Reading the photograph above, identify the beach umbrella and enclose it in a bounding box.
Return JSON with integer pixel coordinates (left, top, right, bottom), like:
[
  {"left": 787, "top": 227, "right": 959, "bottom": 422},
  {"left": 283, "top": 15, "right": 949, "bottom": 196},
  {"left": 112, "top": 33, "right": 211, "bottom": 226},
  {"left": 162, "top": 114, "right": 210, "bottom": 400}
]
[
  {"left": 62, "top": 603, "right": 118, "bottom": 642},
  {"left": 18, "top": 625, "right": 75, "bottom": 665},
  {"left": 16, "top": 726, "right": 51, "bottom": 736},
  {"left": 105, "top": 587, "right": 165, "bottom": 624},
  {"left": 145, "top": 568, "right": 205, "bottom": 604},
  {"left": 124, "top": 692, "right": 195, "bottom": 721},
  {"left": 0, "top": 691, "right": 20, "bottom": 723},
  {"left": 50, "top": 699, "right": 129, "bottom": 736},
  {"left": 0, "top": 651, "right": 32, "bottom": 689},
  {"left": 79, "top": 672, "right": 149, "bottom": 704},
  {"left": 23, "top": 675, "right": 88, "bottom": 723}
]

- [WHAT IS EXPECTED]:
Since the material above must be kept intact, output it exactly as it is.

- [SOLVED PROBLEM]:
Reading the photograph above, identify the beach umbrella and enclose it in a bounding box.
Return JSON with integer pixel coordinates (left, top, right, bottom), like:
[
  {"left": 787, "top": 227, "right": 959, "bottom": 422},
  {"left": 283, "top": 15, "right": 949, "bottom": 196},
  {"left": 112, "top": 33, "right": 211, "bottom": 226},
  {"left": 162, "top": 114, "right": 210, "bottom": 400}
]
[
  {"left": 62, "top": 603, "right": 118, "bottom": 642},
  {"left": 18, "top": 625, "right": 75, "bottom": 665},
  {"left": 16, "top": 726, "right": 51, "bottom": 736},
  {"left": 105, "top": 587, "right": 165, "bottom": 624},
  {"left": 145, "top": 568, "right": 205, "bottom": 604},
  {"left": 124, "top": 692, "right": 195, "bottom": 721},
  {"left": 0, "top": 691, "right": 20, "bottom": 723},
  {"left": 50, "top": 699, "right": 129, "bottom": 736},
  {"left": 0, "top": 651, "right": 32, "bottom": 689},
  {"left": 79, "top": 672, "right": 149, "bottom": 704},
  {"left": 23, "top": 675, "right": 88, "bottom": 723}
]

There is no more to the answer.